GÜNDEM - 18 Mart 2025 Salı 15:32

Muğla’da Devlet Övünç Madalyaları Vali Akbıyık tarafından takdim edildi

A
A
A
Muğla’da Devlet Övünç Madalyaları Vali Akbıyık tarafından takdim edildi

Cumhurbaşkanlığı tarafından Türkiye genelinde olduğu gibi Muğla’da da Devlet Övünç Madalyası Tevcih Töreni düzenlendi. Törende, vatan uğruna fedakârlık gösteren şehitlerin aileleri ve gazilere devletin en büyük nişanlarından biri olan Devlet Övünç Madalyası takdim edildi.



Muğla Valisi Dr. İdris Akbıyık’ın katılımıyla gerçekleştirilen törende, Şehit Uzman Çavuş Mustafa Sezer adına oğlu Mehmet Ali Sezer Devlet Övünç Madalyası’nı aldı. Ayrıca, Gazi Astsubay Kıdemli Üst Çavuş Olcay Akdeniz, Gazi Jandarma Uzman Çavuş Yasin Baykuş ve Gazi Jandarma Er Hasan Hüseyin Özkan’a da madalyaları takdim edildi.



Törende konuşma yapan Muğla Valisi Dr. İdris Akbıyık, Çanakkale Zaferi’nin yıldönümünde gerçekleştirilen bu anlamlı törenin önemine vurgu yaparak şunları söyledi: "Aziz milletimizin varoluş mücadelesinin en şanlı zaferlerinden biri olan Çanakkale Zaferi’nin yıldönümünde, Cumhurbaşkanımız Recep Tayyip Erdoğan tarafından tevcih olunan devletimizin en büyük nişanlarından biri olan Devlet Övünç Madalyası ve Berat’ını kıymetli gazilerimize ve şehidimizin kıymetli ailesine takdim etmek üzere bir aradayız. Bu vesileyle aziz şehitlerimizi rahmetle, minnetle yâd ediyor, Allah hepsinden razı olsun diyorum. Kahraman gazilerimize de mücadeleleri ve fedakârlıkları için teşekkürlerimi sunuyorum"

* Veri bölümü:
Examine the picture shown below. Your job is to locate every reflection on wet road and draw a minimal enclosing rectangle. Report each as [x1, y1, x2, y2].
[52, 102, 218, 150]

* Alıştırma yönergeleri:
1. Madalya töreni haberine göre şu soruları cevaplayın:
(a) Haber hangi gün yayımlandı?
(b) Şehit Uzman Çavuş Mustafa Sezer adına madalyayı kim aldı?
(c) Tören hangi zaferin yıldönümünde yapıldı?
2. Madalya töreni haberini kaldığı yerden sonrasını yazarak sürdürün.
Bu veriler madalya töreni haberiyle ilgili değildir.

* Alıştırma cevapları:
1.
(a) 18 Mart 2025 Salı
(b) Oğlu Mehmet Ali Sezer
(c) Çanakkale Zaferi

2.
Vali Akbıyık, Çanakkale Zaferi’nin Türk milletinin bağımsızlık ve vatan sevgisinin en önemli göstergelerinden biri olduğunu belirterek, "Çanakkale, imanın, azmin ve vatan sevgisinin destanlaştığı yerdir. ‘Çanakkale Geçilmez’ sözü bu toprakları kanlarıyla sulayan yüz binlerce kahramanımızın bize bıraktığı şanlı bir mirastır. O gün Anafartalar’da, Conkbayırı’nda, Seddülbahir’de, Arıburnu’nda düşmana karşı göğsünü siper eden Mehmetçik, bugün de vatanın dört bir yanında bayrağımızın dalgalanması için canı pahasına mücadele etmektedir" dedi.



"Şehitlerimizin ve gazilerimizin hatıraları sonsuza kadar yaşayacak"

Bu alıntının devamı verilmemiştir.